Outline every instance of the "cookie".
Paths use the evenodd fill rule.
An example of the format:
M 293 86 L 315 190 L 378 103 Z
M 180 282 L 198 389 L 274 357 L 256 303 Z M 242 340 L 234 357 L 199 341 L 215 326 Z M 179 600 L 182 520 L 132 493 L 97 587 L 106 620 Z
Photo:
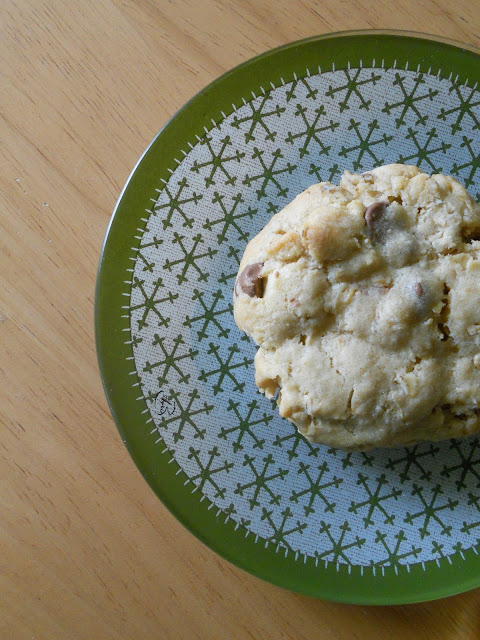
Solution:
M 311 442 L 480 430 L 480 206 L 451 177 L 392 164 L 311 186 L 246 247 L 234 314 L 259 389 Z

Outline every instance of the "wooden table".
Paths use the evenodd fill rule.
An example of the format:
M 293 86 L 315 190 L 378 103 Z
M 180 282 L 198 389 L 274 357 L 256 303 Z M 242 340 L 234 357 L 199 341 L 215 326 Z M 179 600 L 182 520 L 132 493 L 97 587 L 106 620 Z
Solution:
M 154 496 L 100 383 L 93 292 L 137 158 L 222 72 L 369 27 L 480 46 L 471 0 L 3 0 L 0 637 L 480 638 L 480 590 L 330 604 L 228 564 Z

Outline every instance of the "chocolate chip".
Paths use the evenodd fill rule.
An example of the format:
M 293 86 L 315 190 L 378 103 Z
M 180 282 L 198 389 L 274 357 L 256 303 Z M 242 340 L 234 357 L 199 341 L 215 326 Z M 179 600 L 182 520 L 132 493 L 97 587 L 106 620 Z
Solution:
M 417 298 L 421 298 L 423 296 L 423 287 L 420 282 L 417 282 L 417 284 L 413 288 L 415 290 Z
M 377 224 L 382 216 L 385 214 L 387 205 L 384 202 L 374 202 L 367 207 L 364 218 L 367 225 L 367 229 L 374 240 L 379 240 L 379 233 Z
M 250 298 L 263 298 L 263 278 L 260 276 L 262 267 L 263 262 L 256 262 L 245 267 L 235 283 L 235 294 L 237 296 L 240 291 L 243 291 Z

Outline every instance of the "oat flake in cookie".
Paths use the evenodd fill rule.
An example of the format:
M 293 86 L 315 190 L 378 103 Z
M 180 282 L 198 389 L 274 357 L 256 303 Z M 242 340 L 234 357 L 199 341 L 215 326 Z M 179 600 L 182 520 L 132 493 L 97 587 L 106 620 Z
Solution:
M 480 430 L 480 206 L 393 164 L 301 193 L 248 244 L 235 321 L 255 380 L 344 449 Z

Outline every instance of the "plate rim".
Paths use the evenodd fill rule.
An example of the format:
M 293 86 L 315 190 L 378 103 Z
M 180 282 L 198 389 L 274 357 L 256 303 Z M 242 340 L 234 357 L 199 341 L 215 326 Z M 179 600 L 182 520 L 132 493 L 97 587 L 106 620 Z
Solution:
· · · · ·
* Required work: Figure out how many lines of the material include "every", then reply with the count alone.

* Answer to the problem: 5